▸ **Tasks to complete**
1: Update the passage on the testing quadrants that starts with the words containing "Tests in this" and ends with "and testing priorities.", replacing "debriefing" with "review".
2: Answer these questions from the passage on the testing quadrants.
(a) Who labeled the quadrants Q1, Q2, Q3, and Q4, and in which book?
(b) What person name is proposed for the business-facing team support quadrant?
(c) What kinds of tests make up the business-facing product critique quadrant?

▸ **Page**

________

Tue, 03/18/2014 - 09:00

In the past there have been multiple folks proposing a rename of the famous testing quadrants that Brian Marick wrote up a couple of years ago. Lisa Crispin and Janet Gregory labeled them Q1, Q2, Q3, and Q4 in their Agile Testing book. That naming misleads some folks as they think about a progression in the four quadrants. I recently read something that triggered a thought. I think we should rename these quadrant completely, and drop the counting digit at all. While several other folks have tried to find new names for the quadrants, I came up with a different thought: let’s try to find person names for the quadrants. Here is my first proposal for those.

Technology-facing team support

In this area fall tests that support the team. These are low-level unit tests, as well as some higher-level unit tests that combine for example two different classes that need to work together. GeePaw Hill made me aware when copy-editing my chapter for How to reduce the cost of software testing that these are usually called micro-level tests. These tests shall ensure that the team is building the product right.

This quadrant is a lot developer-centric. Let’s call this quadrant Kent. Kent will develop with other programmers a lot, usually working with TDD and lots of pair programming. Kent will help others, and heavily automate every single design decision that he made so that the whole team is able to remember the choices from today, and have a unintended change detector running in their continuous integration build.

Business-facing team support

Business-facing tests that support the team consist of story level tests. Usually, when using ATDD, these are fully automate during the iteration. These tests shall help the team to see whether they build the right product. Also workflow, use case, and scenario tests fall into this quadrant.

This quadrant combines the business viewpoint on the application together with developer practices. Let’s call this quadrant Ward. Ward will work closely together with business stakeholders, using examples to understand the underlying business rules, and automate them while working on the features. Ward will also include these automated tests into the CI build, and the team heavily relies on these tests while working on the system. At times, Ward works from the examples into the architecture and design of the software.

Business-facing product critique

This quadrant consists of manual and user acceptance tests. These are usually carried out by sapient testers. The tester evaluates the product, and checks for problems in the application – something that does not seem right according to a couple of heuristics that he has in mind.

Tests in this quadrant are usually exercised using an exploratory approach. Let’s call this quadrant James. James will work on short time-boxed sessions of exploratory testing. He has the mission of the team in mind when he exercises the application, and finds crucial problems in the product before it is shipped to the customer. He provides a session charter for each of these sessions, so that he knows when he got too distracted from what he actually wanted to achieve. James also closes the Inspect & Adapt cycle by doing a debriefing with his session notes after each time-boxed session, and reflects with a team colleague about necessary adaptions to the current approach and testing priorities.

________

Excerpts of location labeling data:

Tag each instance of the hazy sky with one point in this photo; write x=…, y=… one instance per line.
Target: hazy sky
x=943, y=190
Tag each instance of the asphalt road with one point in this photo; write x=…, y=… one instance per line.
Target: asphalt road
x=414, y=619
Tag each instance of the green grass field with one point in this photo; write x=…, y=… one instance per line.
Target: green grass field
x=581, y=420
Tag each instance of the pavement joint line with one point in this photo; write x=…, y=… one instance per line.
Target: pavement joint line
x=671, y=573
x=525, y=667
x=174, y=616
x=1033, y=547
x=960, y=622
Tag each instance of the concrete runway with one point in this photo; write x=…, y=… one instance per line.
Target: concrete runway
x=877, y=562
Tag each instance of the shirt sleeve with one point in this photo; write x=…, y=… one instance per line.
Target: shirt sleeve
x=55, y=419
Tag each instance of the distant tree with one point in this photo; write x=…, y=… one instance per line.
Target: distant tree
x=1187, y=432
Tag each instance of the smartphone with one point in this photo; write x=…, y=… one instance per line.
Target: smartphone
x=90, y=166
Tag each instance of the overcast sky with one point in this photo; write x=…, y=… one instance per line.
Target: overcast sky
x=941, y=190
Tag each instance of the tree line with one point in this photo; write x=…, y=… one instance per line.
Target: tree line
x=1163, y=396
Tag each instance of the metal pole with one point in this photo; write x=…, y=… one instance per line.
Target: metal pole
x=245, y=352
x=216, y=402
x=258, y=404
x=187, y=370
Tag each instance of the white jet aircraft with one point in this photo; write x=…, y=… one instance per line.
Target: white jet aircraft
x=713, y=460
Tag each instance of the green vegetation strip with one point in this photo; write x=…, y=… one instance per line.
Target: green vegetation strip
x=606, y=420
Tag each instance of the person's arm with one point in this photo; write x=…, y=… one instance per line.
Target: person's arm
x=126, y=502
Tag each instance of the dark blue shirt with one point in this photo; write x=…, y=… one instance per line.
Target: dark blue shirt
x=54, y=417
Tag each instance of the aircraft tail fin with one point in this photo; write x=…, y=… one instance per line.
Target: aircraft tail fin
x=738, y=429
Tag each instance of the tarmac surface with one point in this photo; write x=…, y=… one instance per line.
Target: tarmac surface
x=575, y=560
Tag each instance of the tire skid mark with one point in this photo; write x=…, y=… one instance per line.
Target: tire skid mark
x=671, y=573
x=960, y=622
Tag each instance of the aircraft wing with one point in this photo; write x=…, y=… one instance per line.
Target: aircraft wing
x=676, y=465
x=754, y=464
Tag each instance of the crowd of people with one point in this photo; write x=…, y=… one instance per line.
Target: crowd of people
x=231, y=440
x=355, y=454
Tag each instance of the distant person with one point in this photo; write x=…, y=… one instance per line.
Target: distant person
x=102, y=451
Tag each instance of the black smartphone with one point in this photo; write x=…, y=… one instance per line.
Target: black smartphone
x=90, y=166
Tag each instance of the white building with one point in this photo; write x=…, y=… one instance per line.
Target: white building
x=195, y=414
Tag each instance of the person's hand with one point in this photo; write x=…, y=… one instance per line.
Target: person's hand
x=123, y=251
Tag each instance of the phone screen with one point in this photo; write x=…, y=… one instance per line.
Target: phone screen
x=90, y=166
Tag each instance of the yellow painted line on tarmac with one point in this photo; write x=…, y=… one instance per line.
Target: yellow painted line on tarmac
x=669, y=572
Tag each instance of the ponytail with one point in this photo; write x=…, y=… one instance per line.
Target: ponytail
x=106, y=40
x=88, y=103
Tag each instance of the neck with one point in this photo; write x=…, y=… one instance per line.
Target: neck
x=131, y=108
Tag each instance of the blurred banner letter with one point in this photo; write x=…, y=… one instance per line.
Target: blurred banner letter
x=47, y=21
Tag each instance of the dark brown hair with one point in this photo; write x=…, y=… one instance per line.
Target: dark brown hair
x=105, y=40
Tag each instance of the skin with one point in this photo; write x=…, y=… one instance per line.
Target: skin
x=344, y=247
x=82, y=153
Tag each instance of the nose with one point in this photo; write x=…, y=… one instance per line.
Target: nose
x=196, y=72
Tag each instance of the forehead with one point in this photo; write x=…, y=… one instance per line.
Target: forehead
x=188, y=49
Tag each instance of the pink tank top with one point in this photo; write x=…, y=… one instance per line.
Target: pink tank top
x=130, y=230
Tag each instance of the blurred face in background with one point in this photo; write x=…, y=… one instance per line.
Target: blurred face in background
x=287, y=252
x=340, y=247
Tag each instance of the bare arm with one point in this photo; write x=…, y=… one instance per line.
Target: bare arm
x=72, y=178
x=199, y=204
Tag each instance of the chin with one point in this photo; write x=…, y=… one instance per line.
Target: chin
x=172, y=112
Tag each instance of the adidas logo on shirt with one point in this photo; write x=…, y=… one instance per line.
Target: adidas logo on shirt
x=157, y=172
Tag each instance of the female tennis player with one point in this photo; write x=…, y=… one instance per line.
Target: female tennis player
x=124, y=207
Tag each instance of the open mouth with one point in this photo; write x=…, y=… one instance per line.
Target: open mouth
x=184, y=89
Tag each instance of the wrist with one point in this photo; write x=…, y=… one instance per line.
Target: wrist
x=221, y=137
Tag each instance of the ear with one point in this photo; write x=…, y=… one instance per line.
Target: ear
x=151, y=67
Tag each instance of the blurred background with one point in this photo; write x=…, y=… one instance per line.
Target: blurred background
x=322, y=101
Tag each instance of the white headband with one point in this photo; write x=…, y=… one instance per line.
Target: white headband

________

▸ **Answers below**
1:
Tests in this quadrant are usually exercised using an exploratory approach. Let’s call this quadrant James. James will work on short time-boxed sessions of exploratory testing. He has the mission of the team in mind when he exercises the application, and finds crucial problems in the product before it is shipped to the customer. He provides a session charter for each of these sessions, so that he knows when he got too distracted from what he actually wanted to achieve. James also closes the Inspect & Adapt cycle by doing a review with his session notes after each time-boxed session, and reflects with a team colleague about necessary adaptions to the current approach and testing priorities.

2:
(a) Lisa Crispin and Janet Gregory, in their Agile Testing book.
(b) Ward.
(c) Manual and user acceptance tests.